• Task details:
Read each of the lines below and tally those with "orange"; the tally is the whole answer.

*** Opening Materials provided ***

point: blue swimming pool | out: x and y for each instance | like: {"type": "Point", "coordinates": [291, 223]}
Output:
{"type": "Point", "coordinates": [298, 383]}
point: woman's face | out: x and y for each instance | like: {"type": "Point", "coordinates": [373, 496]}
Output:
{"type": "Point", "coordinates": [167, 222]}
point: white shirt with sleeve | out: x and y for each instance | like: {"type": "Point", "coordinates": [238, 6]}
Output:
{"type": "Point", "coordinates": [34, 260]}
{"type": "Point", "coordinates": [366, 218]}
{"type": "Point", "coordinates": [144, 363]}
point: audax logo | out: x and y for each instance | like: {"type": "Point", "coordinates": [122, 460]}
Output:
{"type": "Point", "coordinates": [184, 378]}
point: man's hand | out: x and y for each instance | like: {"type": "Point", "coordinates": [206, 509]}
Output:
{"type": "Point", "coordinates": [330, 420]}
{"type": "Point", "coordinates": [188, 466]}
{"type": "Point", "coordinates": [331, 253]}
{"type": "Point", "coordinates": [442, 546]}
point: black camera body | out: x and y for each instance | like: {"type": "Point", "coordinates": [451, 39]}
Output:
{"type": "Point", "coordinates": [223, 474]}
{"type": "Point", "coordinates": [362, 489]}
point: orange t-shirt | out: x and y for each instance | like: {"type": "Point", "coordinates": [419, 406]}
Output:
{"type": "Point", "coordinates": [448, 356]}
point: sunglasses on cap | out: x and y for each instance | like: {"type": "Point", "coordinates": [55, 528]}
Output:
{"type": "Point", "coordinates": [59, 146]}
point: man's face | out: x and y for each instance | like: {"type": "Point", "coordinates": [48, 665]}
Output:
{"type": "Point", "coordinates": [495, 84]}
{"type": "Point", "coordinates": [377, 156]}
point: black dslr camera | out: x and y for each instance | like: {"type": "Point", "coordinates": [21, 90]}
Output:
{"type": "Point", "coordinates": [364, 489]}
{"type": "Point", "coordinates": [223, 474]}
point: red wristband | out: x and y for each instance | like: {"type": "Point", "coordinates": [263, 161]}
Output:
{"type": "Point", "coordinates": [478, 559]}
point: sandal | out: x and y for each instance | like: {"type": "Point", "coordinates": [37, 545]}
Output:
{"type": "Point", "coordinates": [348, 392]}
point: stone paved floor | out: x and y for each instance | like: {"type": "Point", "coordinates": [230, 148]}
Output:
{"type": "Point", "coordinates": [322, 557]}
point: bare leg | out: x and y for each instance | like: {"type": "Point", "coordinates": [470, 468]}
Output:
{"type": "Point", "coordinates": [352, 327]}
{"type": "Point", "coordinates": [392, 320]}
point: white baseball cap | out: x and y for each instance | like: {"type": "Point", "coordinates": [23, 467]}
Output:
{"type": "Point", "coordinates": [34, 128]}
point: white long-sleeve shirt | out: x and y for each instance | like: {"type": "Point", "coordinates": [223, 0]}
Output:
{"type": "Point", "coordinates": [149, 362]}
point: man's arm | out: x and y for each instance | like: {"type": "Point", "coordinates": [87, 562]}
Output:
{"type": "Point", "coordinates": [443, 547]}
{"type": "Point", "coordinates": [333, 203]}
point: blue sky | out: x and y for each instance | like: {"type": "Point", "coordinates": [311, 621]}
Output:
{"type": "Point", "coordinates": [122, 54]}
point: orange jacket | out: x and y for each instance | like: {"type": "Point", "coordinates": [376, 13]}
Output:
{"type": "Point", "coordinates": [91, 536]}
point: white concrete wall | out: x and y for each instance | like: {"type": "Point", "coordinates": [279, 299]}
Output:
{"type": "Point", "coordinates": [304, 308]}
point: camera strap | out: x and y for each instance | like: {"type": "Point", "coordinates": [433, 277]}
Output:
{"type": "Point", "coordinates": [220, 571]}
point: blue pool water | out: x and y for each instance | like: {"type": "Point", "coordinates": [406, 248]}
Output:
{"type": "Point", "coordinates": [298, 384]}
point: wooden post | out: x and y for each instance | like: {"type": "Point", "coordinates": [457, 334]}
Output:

*** Closing Materials provided ***

• Result of the task:
2